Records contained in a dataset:
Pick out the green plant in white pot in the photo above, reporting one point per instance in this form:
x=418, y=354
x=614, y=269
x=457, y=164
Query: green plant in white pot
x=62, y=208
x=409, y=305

#### [TASK TO COMPLETE]
Return the whole of the data, character for character.

#### [RESPONSE AREA]
Pick out the green plant in white pot in the photo above, reporting one point per instance in this form:
x=418, y=354
x=614, y=269
x=457, y=164
Query: green plant in white pot
x=62, y=208
x=409, y=305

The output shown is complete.